Task description:
Among the records that follow, find each line holding the word "rough" and copy it.
═════ Records to process ═════
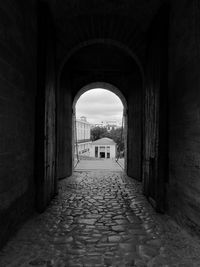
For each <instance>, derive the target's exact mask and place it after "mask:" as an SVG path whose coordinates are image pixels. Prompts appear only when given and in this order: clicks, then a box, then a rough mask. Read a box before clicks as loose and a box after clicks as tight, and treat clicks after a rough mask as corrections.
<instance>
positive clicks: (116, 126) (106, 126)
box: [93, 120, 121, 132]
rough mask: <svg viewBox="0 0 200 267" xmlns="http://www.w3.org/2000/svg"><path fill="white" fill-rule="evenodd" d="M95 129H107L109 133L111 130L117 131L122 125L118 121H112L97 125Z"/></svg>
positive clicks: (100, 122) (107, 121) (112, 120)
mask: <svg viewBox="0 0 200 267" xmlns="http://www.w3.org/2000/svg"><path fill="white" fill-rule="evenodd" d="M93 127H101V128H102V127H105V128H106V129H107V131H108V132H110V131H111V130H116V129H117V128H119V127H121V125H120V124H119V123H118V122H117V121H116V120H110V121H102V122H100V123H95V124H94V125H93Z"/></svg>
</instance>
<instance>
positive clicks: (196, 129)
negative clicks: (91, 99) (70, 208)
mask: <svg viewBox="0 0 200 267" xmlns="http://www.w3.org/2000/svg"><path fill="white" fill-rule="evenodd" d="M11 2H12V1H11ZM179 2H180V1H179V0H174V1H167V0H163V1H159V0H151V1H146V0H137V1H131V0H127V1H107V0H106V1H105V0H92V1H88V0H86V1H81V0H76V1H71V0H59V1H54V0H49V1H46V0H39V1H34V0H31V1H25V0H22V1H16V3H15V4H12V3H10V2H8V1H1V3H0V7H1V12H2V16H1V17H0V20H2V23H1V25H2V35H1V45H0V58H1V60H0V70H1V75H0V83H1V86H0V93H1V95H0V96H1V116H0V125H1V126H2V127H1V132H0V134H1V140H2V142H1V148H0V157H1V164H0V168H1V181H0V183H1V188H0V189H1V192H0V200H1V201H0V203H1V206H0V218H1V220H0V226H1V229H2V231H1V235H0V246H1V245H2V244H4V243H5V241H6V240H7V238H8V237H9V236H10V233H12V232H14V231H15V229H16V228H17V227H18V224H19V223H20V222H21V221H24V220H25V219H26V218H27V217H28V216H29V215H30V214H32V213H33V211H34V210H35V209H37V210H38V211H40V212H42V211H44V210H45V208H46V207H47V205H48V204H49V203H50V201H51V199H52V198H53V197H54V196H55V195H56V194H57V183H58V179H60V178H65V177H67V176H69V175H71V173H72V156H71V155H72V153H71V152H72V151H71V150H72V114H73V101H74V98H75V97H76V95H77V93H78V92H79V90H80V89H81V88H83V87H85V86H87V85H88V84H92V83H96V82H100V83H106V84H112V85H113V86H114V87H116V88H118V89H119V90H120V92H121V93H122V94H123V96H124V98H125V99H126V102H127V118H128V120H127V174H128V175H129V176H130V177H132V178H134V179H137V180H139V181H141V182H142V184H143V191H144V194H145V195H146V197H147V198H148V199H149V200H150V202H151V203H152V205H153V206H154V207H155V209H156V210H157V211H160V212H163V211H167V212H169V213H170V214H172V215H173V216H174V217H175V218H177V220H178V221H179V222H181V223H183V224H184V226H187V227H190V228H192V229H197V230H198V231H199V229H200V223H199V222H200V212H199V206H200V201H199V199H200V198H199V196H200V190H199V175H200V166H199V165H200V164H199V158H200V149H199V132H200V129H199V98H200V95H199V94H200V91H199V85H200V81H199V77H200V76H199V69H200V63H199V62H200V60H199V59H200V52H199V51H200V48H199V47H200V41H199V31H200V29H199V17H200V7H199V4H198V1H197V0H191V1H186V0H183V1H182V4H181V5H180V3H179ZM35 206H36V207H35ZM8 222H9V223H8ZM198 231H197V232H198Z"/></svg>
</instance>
═════
Reply:
For each <instance>, derive the target's exact mask and place it after "mask:" as an SVG path whose coordinates are image pixels. Prompts appear only when given and in this order: clicks, then a box, then a rough mask. Read a box before clicks as loose and a box after clicks as tight, and treat clicks after a rough mask as corrections.
rough mask: <svg viewBox="0 0 200 267" xmlns="http://www.w3.org/2000/svg"><path fill="white" fill-rule="evenodd" d="M95 129H107L109 133L111 130L117 131L122 125L118 121H112L97 125Z"/></svg>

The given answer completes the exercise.